[Exercise brief]: Line by line, copy the records below exactly and leave the pictures out.

(Recorded data)
__________________________________________________

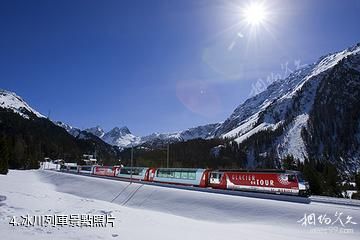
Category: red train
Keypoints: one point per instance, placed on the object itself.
(271, 181)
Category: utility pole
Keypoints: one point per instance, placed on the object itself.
(132, 156)
(167, 155)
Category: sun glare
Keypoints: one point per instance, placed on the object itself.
(255, 14)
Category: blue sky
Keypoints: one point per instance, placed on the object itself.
(159, 66)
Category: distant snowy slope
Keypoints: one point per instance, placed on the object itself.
(121, 137)
(12, 101)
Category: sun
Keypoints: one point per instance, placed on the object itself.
(255, 14)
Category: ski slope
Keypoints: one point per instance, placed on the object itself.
(152, 212)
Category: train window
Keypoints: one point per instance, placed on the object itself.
(300, 177)
(213, 175)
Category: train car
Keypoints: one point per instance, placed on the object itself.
(272, 181)
(137, 173)
(182, 176)
(110, 171)
(87, 169)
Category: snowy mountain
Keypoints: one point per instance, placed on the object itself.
(70, 129)
(9, 100)
(97, 131)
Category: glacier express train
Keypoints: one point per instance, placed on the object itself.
(269, 181)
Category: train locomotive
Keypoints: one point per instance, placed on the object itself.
(267, 181)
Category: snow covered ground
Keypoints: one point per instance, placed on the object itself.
(152, 212)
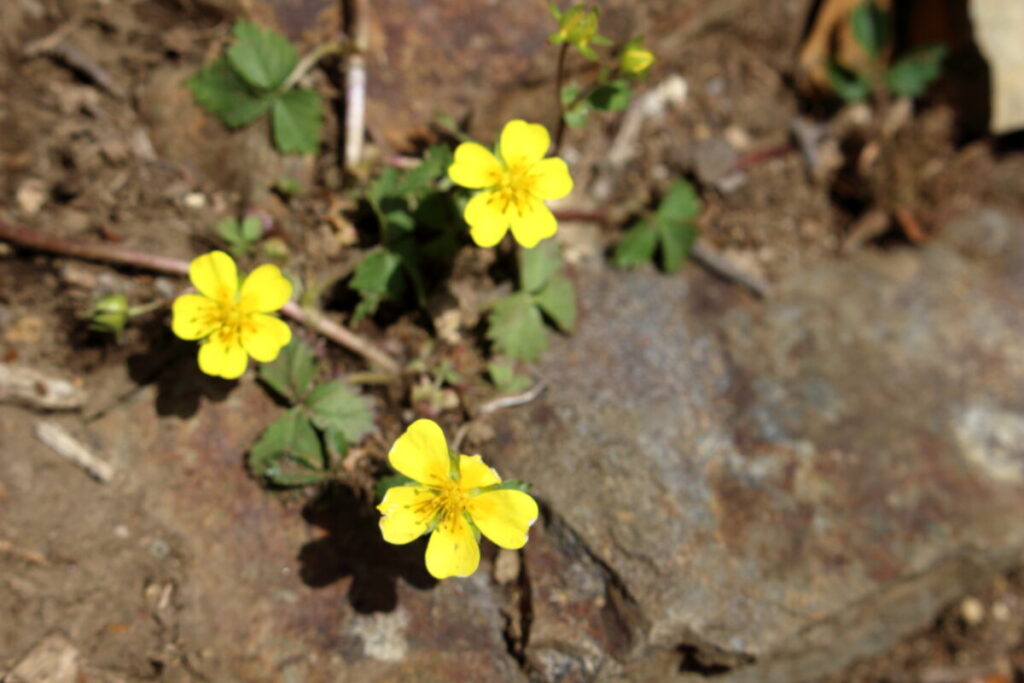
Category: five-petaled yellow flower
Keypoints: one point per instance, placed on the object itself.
(457, 498)
(232, 322)
(514, 185)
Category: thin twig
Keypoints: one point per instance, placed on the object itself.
(117, 254)
(355, 84)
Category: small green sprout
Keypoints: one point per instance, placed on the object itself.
(258, 74)
(516, 323)
(670, 229)
(305, 445)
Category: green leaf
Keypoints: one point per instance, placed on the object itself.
(677, 240)
(506, 379)
(849, 86)
(870, 27)
(612, 96)
(557, 300)
(537, 265)
(262, 56)
(911, 75)
(516, 328)
(337, 406)
(680, 203)
(291, 436)
(292, 372)
(637, 246)
(221, 92)
(297, 121)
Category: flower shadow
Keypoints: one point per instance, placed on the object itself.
(353, 547)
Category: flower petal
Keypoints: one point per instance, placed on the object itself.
(263, 336)
(475, 167)
(215, 275)
(504, 516)
(551, 178)
(264, 291)
(475, 474)
(523, 142)
(421, 454)
(221, 355)
(195, 316)
(408, 512)
(536, 222)
(487, 222)
(453, 550)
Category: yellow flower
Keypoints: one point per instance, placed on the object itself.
(456, 498)
(635, 58)
(514, 185)
(232, 322)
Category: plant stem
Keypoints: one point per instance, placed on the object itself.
(116, 254)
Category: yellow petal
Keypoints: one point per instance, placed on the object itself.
(263, 336)
(523, 142)
(504, 516)
(421, 454)
(453, 550)
(551, 179)
(215, 275)
(221, 357)
(474, 474)
(264, 291)
(195, 316)
(535, 223)
(475, 167)
(408, 512)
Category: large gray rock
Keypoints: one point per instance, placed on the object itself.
(773, 489)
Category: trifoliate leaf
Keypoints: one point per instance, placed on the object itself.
(911, 75)
(537, 265)
(291, 436)
(261, 56)
(222, 92)
(337, 406)
(297, 120)
(516, 328)
(292, 372)
(637, 246)
(557, 300)
(870, 27)
(680, 203)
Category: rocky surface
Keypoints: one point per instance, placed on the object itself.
(778, 488)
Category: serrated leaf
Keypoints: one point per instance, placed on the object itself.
(297, 119)
(612, 96)
(337, 406)
(537, 265)
(557, 300)
(680, 203)
(516, 328)
(911, 75)
(291, 374)
(677, 240)
(222, 92)
(261, 56)
(637, 246)
(849, 86)
(291, 436)
(870, 27)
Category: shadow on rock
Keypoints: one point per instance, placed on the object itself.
(353, 547)
(180, 385)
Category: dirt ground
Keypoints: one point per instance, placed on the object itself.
(132, 161)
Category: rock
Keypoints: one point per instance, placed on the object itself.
(776, 489)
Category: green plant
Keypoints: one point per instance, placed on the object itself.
(307, 442)
(259, 74)
(516, 324)
(670, 230)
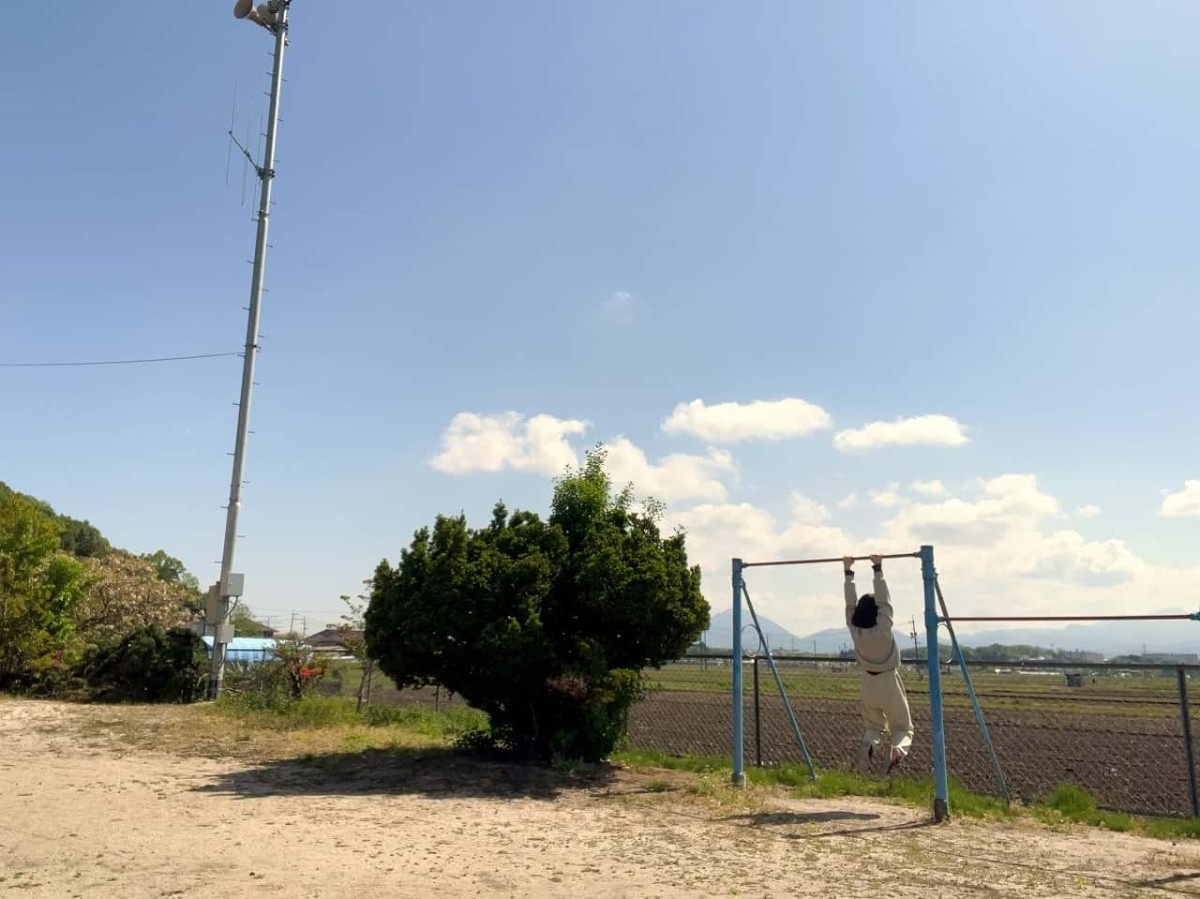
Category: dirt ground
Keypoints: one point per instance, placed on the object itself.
(87, 811)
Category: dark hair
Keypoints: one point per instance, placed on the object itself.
(865, 612)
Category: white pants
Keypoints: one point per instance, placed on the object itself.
(886, 711)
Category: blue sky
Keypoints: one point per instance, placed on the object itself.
(597, 214)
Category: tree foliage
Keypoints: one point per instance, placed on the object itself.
(40, 588)
(63, 588)
(151, 665)
(127, 593)
(545, 625)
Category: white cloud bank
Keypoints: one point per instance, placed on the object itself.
(619, 307)
(508, 441)
(760, 420)
(918, 431)
(477, 443)
(1005, 545)
(1182, 504)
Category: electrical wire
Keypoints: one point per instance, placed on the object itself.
(118, 361)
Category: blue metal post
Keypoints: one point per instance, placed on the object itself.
(941, 779)
(739, 777)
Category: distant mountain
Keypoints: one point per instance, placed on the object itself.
(823, 642)
(1107, 637)
(720, 633)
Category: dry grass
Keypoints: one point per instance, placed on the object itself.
(205, 731)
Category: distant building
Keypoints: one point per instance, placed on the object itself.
(333, 640)
(246, 649)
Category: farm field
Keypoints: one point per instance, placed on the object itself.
(1120, 737)
(141, 802)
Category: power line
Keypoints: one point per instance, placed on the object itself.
(118, 361)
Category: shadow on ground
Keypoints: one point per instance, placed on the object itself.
(849, 821)
(435, 772)
(766, 819)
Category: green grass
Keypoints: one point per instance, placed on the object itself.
(1138, 696)
(319, 712)
(1067, 803)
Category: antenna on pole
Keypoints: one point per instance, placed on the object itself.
(271, 16)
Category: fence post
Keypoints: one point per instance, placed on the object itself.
(757, 718)
(933, 659)
(739, 777)
(1188, 748)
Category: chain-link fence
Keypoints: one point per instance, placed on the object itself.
(1116, 731)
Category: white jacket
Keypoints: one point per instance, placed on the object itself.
(875, 648)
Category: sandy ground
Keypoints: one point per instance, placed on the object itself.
(84, 814)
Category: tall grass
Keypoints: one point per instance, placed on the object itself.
(275, 712)
(1067, 803)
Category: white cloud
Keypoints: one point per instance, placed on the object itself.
(934, 487)
(759, 420)
(919, 431)
(1182, 504)
(508, 441)
(619, 307)
(675, 477)
(807, 510)
(888, 497)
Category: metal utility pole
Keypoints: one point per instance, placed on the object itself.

__________________________________________________

[Response area]:
Category: red train
Keypoints: one point per instance, placed on the object itself.
(271, 181)
Category: utility pole
Keypoints: one point per instance, placed on the object itself.
(132, 156)
(167, 155)
Category: sun glare
Keypoints: one point per instance, placed on the object itself.
(255, 14)
Category: blue sky
Keypoints: one point per instance, placed on the object itself.
(159, 66)
Category: distant snowy slope
Keypoints: one point per instance, placed on the object itself.
(121, 137)
(12, 101)
Category: sun
Keypoints: one point per instance, placed on the object itself.
(255, 14)
Category: ski slope
Keypoints: one point per instance, placed on the object itself.
(152, 212)
Category: train window
Keypoints: one point per instance, placed on the object itself.
(300, 177)
(213, 175)
Category: train car
Keypoints: one point per instance, placed on the object itself.
(272, 181)
(137, 173)
(182, 176)
(110, 171)
(87, 169)
Category: snowy mountain
Keypoints: one point per instance, placed on the object itself.
(70, 129)
(9, 100)
(97, 131)
Category: glacier express train
Keypoints: one point per instance, placed on the object itself.
(269, 181)
Category: train locomotive
Keypoints: one point per instance, placed on the object itself.
(267, 181)
Category: snow covered ground
Keypoints: one point per instance, placed on the object itself.
(152, 212)
Category: five-petaled yellow flower
Keypoints: one point per instance, placed on the object itself.
(457, 498)
(232, 322)
(514, 185)
Category: thin twig
Keypoints: one point per instance, placed on the object itself.
(117, 254)
(355, 84)
Category: small green sprout
Keypoints: one point per instance, placed on the object itself.
(258, 74)
(516, 323)
(670, 229)
(305, 445)
Category: green leaf
Keypoints: one point per instance, placed on the object itself.
(677, 240)
(506, 379)
(849, 86)
(870, 27)
(612, 96)
(557, 300)
(537, 265)
(262, 56)
(911, 75)
(516, 328)
(337, 406)
(680, 203)
(291, 436)
(292, 372)
(637, 246)
(221, 92)
(297, 121)
Category: flower shadow
Keypoints: one point per instance, placed on the object itself.
(353, 547)
Category: flower petal
Keypoints: one point per instance, placed on the object itself.
(263, 336)
(475, 167)
(215, 275)
(504, 516)
(551, 178)
(264, 291)
(475, 474)
(523, 142)
(421, 454)
(221, 355)
(195, 316)
(408, 512)
(536, 222)
(487, 222)
(453, 550)
Category: yellow flower
Keypoints: one point per instance, placed on the object itself.
(456, 498)
(635, 58)
(514, 185)
(232, 322)
Category: plant stem
Keypoints: one point per instance, placed on the object itself.
(116, 254)
Category: yellow petal
Keypoints: one point per instance, placed on the object itself.
(263, 336)
(523, 142)
(504, 516)
(421, 454)
(453, 550)
(551, 179)
(215, 275)
(221, 357)
(474, 474)
(264, 291)
(195, 316)
(535, 223)
(475, 167)
(408, 512)
Category: large gray rock
Keypoints: one point per instance, placed on the object itself.
(773, 489)
Category: trifoliate leaf
Keypoints: one point per instance, placed on the object itself.
(911, 75)
(537, 265)
(291, 436)
(261, 56)
(222, 92)
(337, 406)
(297, 120)
(516, 328)
(292, 372)
(637, 246)
(557, 300)
(870, 27)
(680, 203)
Category: rocky surface
Keypoints: one point per instance, placed on the object itself.
(778, 488)
Category: serrated leaf
Keypoints: one point per instance, placed on the object itself.
(297, 119)
(612, 96)
(337, 406)
(537, 265)
(557, 300)
(680, 203)
(516, 328)
(911, 75)
(291, 374)
(677, 240)
(222, 92)
(261, 56)
(637, 246)
(849, 86)
(291, 436)
(870, 27)
Category: shadow on rock
Keypoints: one point per instance, placed on the object itself.
(353, 547)
(180, 385)
Category: dirt ground
Keypoints: one point per instance, placed on the object itself.
(132, 161)
Category: rock
Keypoints: one point per instance, placed on the object itself.
(776, 489)
Category: green plant
Keypoints: one point per instance, placed on the object itself.
(307, 442)
(259, 74)
(516, 324)
(670, 230)
Category: dirt ground
Keypoints: one point per instance, placed on the object itself.
(87, 811)
Category: dark hair
Keypoints: one point per instance, placed on the object itself.
(865, 612)
Category: white pants
Keypoints: one point per instance, placed on the object itself.
(886, 711)
Category: blue sky
Keypoints: one point per instance, placed on the object itself.
(597, 214)
Category: tree foliage
Keypoints: one point per instance, placed on the object itself.
(40, 588)
(63, 588)
(151, 665)
(127, 593)
(545, 625)
Category: white cloud bank
Keypoints: one point per instance, placed on the object itself.
(619, 307)
(508, 441)
(760, 420)
(918, 431)
(477, 443)
(1005, 545)
(1182, 504)
Category: electrical wire
Keypoints: one point per instance, placed on the object itself.
(118, 361)
Category: blue metal post
Keypoints: one point per instance, placed on the object itself.
(941, 779)
(739, 777)
Category: distant mountain
Keypoints: one point per instance, placed on the object itself.
(823, 642)
(1107, 637)
(720, 633)
Category: dry grass
Keypoints: one point per instance, placed on the object itself.
(205, 731)
Category: distant building
Keypoints: one point per instance, placed on the object itself.
(333, 640)
(246, 649)
Category: farm field
Keypoints: one point per instance, placed on the object itself.
(1120, 737)
(141, 802)
Category: power line
Keypoints: one point per instance, placed on the object itself.
(118, 361)
Category: shadow on ground
Keypoints: one point per instance, placed on the object itself.
(849, 821)
(435, 772)
(766, 819)
Category: green grass
Keypoints: one point per instance, placed on the object itself.
(1138, 696)
(319, 712)
(1067, 803)
Category: antenna on pole
Keypoints: one point per instance, placed on the object itself.
(271, 16)
Category: fence post
Keypoints: one point per instance, placed on the object itself.
(757, 718)
(933, 659)
(739, 777)
(1188, 748)
Category: chain-link fence
Keypoints: one point per instance, placed on the object itself.
(1116, 731)
Category: white jacket
Keypoints: one point per instance, placed on the object itself.
(875, 648)
Category: sandy ground
Keypoints: one point per instance, placed on the object itself.
(84, 814)
Category: tall grass
Keypoints: one point per instance, placed on the object itself.
(275, 712)
(1067, 803)
Category: white cloud
Keypoints: one point per instance, placed on the object itself.
(934, 487)
(759, 420)
(919, 431)
(1182, 504)
(508, 441)
(619, 307)
(675, 477)
(807, 510)
(888, 497)
Category: metal utility pole
Keypoints: one point per instance, placed on the object itself.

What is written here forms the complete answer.